─── Given information ───

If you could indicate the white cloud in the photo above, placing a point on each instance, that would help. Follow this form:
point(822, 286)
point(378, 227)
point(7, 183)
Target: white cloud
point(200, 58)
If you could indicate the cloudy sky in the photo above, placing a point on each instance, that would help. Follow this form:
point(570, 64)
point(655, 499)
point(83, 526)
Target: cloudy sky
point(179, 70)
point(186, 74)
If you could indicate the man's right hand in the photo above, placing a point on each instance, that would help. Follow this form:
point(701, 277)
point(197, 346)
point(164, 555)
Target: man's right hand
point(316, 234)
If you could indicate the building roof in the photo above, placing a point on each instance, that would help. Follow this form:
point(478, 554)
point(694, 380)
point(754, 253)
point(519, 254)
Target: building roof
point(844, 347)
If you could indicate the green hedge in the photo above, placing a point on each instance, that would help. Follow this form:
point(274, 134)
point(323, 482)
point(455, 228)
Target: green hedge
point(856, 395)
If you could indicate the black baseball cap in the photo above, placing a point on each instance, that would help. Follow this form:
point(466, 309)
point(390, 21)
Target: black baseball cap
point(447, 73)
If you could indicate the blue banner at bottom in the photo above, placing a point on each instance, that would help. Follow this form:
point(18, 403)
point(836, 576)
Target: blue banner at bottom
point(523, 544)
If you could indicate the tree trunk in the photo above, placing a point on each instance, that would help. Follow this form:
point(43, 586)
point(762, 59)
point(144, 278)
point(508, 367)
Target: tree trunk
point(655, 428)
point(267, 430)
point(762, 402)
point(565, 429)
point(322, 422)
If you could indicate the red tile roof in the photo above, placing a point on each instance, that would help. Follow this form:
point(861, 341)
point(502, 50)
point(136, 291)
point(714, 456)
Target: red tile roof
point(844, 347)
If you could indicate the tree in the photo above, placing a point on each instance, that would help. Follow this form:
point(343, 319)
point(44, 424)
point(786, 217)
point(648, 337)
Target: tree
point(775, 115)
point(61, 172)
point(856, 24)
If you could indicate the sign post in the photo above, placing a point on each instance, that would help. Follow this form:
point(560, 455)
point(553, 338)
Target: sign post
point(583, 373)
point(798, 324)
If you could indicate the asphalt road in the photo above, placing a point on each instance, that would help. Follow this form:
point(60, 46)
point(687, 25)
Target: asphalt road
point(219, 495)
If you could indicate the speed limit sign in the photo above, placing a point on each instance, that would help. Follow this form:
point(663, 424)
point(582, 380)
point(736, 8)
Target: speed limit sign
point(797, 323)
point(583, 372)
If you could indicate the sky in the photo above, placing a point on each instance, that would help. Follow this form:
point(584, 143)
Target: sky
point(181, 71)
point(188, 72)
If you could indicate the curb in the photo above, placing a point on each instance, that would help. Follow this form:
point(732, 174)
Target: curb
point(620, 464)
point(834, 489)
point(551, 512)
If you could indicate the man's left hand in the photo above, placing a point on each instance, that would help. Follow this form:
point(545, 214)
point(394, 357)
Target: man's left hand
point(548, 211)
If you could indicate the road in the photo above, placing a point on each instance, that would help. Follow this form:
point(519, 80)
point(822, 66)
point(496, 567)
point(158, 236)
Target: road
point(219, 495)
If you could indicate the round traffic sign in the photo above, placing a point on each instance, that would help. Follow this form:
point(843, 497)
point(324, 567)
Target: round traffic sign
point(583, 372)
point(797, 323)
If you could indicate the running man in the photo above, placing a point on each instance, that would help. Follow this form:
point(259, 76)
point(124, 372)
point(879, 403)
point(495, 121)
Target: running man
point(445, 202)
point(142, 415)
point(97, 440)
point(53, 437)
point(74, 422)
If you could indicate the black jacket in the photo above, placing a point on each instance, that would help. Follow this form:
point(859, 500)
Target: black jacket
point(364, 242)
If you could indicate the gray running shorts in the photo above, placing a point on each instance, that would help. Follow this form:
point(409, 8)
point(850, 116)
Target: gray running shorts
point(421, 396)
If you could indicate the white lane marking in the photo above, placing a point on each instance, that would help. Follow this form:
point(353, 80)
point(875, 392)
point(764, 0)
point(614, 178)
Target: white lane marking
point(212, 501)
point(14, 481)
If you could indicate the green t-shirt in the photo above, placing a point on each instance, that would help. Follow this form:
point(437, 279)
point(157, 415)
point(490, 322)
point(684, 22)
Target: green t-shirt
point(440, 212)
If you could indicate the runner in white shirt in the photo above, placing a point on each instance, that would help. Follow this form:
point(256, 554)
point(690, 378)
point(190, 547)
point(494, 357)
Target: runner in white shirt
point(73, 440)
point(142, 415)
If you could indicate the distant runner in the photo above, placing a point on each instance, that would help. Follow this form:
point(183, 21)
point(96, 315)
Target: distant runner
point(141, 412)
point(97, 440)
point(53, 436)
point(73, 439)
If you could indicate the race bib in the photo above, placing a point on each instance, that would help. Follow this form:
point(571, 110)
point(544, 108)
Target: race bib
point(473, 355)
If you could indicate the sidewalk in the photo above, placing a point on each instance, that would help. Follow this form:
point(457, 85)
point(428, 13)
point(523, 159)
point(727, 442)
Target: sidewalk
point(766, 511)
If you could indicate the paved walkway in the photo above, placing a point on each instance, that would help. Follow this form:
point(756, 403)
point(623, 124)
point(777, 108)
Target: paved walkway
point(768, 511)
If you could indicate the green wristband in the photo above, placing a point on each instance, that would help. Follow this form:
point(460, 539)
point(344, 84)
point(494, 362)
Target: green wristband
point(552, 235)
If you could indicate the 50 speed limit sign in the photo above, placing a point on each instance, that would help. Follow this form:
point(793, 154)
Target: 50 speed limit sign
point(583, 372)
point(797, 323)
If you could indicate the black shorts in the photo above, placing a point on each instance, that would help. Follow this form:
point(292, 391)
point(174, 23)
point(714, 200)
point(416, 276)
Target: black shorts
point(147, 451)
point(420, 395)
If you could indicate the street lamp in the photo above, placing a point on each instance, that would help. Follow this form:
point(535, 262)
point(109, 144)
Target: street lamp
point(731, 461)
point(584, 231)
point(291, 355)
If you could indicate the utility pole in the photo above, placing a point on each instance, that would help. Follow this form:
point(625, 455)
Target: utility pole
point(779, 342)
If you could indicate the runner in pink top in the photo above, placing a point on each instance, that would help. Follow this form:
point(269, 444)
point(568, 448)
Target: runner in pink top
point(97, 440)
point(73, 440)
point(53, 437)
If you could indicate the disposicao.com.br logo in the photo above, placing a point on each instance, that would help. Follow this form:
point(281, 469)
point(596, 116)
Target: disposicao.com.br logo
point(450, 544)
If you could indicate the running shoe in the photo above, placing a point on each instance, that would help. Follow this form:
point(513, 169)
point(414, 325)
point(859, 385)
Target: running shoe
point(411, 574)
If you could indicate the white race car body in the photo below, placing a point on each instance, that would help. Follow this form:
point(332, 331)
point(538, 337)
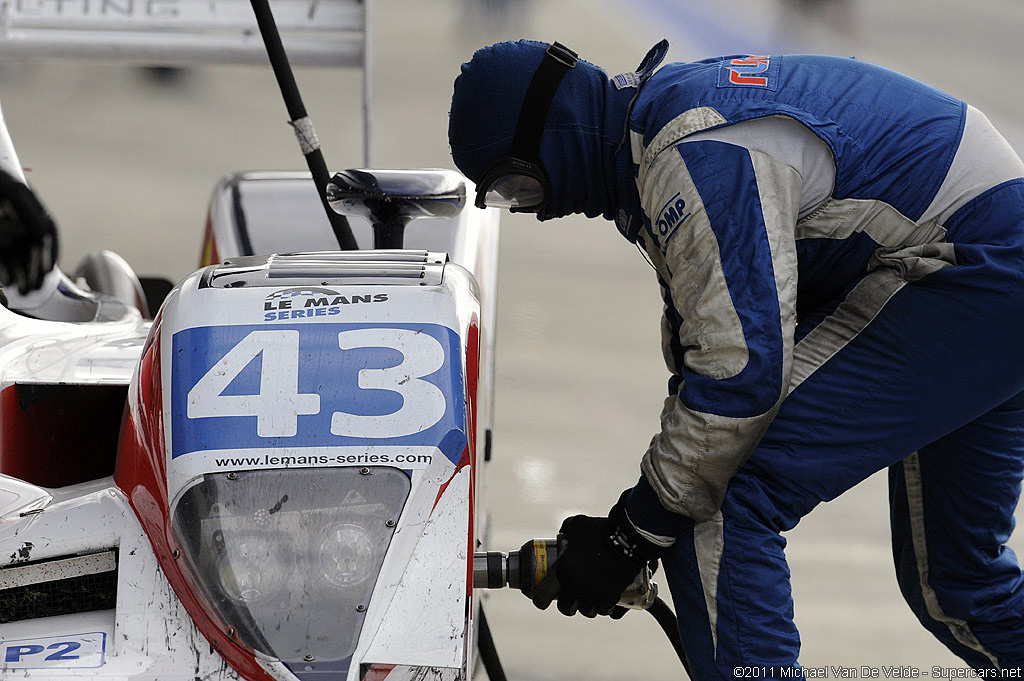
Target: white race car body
point(294, 492)
point(280, 476)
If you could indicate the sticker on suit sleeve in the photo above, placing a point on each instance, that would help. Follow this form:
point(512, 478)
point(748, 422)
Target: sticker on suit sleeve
point(753, 71)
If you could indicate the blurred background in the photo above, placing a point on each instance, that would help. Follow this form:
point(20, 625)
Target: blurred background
point(126, 161)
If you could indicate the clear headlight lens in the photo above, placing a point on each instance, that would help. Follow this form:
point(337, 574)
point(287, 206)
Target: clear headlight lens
point(252, 568)
point(347, 555)
point(289, 558)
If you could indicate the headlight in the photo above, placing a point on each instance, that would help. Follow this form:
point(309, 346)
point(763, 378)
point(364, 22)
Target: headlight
point(289, 558)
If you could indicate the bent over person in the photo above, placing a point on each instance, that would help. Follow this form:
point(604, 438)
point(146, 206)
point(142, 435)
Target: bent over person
point(841, 254)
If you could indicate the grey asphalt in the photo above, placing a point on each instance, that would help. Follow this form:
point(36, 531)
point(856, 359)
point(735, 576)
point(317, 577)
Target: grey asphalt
point(127, 164)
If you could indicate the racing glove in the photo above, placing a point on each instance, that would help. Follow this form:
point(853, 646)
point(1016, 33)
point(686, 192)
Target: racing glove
point(28, 237)
point(601, 558)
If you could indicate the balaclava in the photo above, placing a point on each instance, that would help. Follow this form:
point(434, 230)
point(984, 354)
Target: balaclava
point(584, 151)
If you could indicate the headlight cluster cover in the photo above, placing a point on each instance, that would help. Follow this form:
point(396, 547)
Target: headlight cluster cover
point(290, 558)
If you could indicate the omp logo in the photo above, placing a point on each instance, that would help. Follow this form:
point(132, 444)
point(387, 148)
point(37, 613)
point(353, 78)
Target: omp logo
point(295, 293)
point(302, 302)
point(672, 215)
point(748, 71)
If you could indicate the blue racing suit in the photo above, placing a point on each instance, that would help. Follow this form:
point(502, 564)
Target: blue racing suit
point(841, 255)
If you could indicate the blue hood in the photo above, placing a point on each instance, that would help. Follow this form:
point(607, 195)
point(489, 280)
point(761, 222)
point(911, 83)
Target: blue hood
point(585, 147)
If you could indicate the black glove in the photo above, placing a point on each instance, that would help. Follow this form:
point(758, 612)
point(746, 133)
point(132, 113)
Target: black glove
point(602, 557)
point(28, 237)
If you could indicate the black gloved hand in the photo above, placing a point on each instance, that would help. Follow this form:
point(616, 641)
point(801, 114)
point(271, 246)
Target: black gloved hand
point(602, 557)
point(28, 237)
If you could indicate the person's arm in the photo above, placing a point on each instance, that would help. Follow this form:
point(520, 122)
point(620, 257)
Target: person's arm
point(723, 217)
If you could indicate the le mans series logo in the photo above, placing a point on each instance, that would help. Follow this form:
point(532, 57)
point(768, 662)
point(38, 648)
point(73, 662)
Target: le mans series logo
point(306, 302)
point(752, 71)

───

#### [Required task]
Beginning at the line that contains "If you could indicate the omp", retype each line of the listing up to and including the last one, exactly as it stands, and nothing else.

#### [Exercise answer]
If you could indicate the omp logo in the photo above, placing a point on each instance, that would help. Follow this form:
point(132, 444)
point(387, 148)
point(37, 613)
point(353, 78)
Target: omp logo
point(295, 293)
point(302, 302)
point(672, 215)
point(748, 71)
If you could indicate the blue racing suit in the photo above, placing a point on each instance, that would help. Follow this form:
point(502, 564)
Target: blue racing suit
point(841, 255)
If you could indicate the blue hood in the photo above, placing a point on each instance, that would help. Follow this form:
point(607, 195)
point(489, 280)
point(761, 222)
point(911, 83)
Target: blue hood
point(585, 147)
If you could indicate the black glove in the photo above, placing a point on each instance, that would help. Follow this form:
point(758, 612)
point(746, 133)
point(132, 113)
Target: black glove
point(602, 557)
point(28, 237)
If you could indicate the black gloved hand in the photo above, placing a point on each instance, that would help. Follow this form:
point(616, 641)
point(801, 114)
point(271, 246)
Target: black gloved hand
point(602, 557)
point(28, 237)
If you could indicate the person's arm in the photo above, placing a point on each instance, that would help. Follow this form:
point(520, 122)
point(620, 257)
Target: person's arm
point(723, 217)
If you could indicate the le mans series logo in the photo above, placing a point on each instance, that would help. Follow this form:
point(532, 57)
point(768, 662)
point(38, 648)
point(73, 662)
Target: le mans series logo
point(306, 302)
point(752, 71)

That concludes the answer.